Texte fourni
____________________
Un décret n° 2017-1618 du 28 novembre 2017 définit le statut des juristes assistants, qui ont été institués par la loi du 18 novembre 2016 de modernisation de la justice du 21e siècle.

par François Mélinle 15 décembre 2017

La question des méthodes de travail du juge est posée depuis plusieurs années. Une ligne directrice s’est dégagée dans ce débat et vise à promouvoir l’organisation d’une équipe de travail autour du juge, que ce soit dans le cadre de la justice administrative (D. de La Burgade, L’aide à la décision. L’assistance aux magistrats administratifs, Dr. adm. avr. 2014. Étude 7) ou à propos du juge judiciaire.
____________________
Exercices
1. Modifiez les enregistrements allant de la ligne qui contient « If you don't mind, please tell me where the lighthouse is » jusqu'à celle qui contient « [0,0,450,220] », bornes comprises : remplacez-y « bounding box » par « box coordinates » et ne changez rien d'autre.
2. Prolongez le texte sur le statut des juristes assistants à partir de l'endroit où il s'arrête.
Le texte et les enregistrements proviennent de sources distinctes.

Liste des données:
____________________
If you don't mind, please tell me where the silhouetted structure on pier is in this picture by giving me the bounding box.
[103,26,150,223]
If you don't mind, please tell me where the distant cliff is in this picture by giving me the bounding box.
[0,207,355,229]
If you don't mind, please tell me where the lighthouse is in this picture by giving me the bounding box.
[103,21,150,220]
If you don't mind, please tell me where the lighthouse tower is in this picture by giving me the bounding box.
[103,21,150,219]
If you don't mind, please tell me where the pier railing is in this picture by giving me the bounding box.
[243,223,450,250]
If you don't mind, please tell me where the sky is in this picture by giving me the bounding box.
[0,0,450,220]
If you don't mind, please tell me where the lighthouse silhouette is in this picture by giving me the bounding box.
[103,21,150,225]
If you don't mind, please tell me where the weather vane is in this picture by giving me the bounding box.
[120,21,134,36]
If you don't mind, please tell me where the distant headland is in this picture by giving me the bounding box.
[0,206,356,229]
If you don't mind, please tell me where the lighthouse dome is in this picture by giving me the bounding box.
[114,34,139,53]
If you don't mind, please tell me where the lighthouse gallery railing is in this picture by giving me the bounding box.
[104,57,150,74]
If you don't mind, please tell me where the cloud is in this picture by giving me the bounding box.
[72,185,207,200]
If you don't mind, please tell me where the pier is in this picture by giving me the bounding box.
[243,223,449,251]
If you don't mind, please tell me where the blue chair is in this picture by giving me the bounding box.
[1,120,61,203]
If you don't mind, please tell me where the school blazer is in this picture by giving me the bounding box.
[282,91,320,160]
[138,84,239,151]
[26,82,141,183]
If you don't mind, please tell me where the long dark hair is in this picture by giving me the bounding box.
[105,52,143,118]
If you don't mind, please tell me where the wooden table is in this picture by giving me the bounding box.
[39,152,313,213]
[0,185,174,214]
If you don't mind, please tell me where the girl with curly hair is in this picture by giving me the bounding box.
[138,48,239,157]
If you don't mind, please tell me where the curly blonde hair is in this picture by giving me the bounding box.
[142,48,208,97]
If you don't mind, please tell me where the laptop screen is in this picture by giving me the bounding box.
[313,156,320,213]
____________________
Résultats
1.
If you don't mind, please tell me where the lighthouse is in this picture by giving me the box coordinates.
[103,21,150,220]
If you don't mind, please tell me where the lighthouse tower is in this picture by giving me the box coordinates.
[103,21,150,219]
If you don't mind, please tell me where the pier railing is in this picture by giving me the box coordinates.
[243,223,450,250]
If you don't mind, please tell me where the sky is in this picture by giving me the box coordinates.
[0,0,450,220]

2.
Concernant ce dernier, les différents rapports élaborés en vue de moderniser l’institution judiciaire ont fait des propositions visant toutes, sous des formes différentes, à permettre au juge de bénéficier de l’appui d’assistants, au-delà de la présence des assistants de justice, désormais bien connus depuis l’entrée en vigueur de la loi n° 95-125 du 8 février 1995. C’est ainsi que le rapport, déposé en novembre 2013, visant à Refonder le ministère public s’est prononcé (p. 24), sous la direction de Monsieur J.-L. Nadal, en faveur de la création d’un assistant du ministère public et que le rapport sur Le juge du 21e siècle, dirigé par Monsieur P. Delmas-Goyon et déposé en décembre 2013, a préconisé (p. 92) l’organisation d’un travail en équipe. Le rapport sur Les juridictions du 21e siècle, rédigé sous la direction de Monsieur D. Marshall et remis en décembre 2013, a quant à lui préconisé (p. 16 et 77) la mise en place d’attachés de justice qui pourraient être de jeunes avocats ou universitaires recrutés pour quelques années.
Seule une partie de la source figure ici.